→ Directions for this task
Quote every one of the entries below word for word, changing nothing.

→ Stored rows
• • • •

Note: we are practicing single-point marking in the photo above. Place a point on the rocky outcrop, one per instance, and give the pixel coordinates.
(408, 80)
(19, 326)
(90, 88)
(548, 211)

• • • •

→ Answer
Note: we are practicing single-point marking in the photo above. Place a point on the rocky outcrop, one per instance, and give the pixel coordinates.
(408, 80)
(19, 326)
(90, 88)
(548, 211)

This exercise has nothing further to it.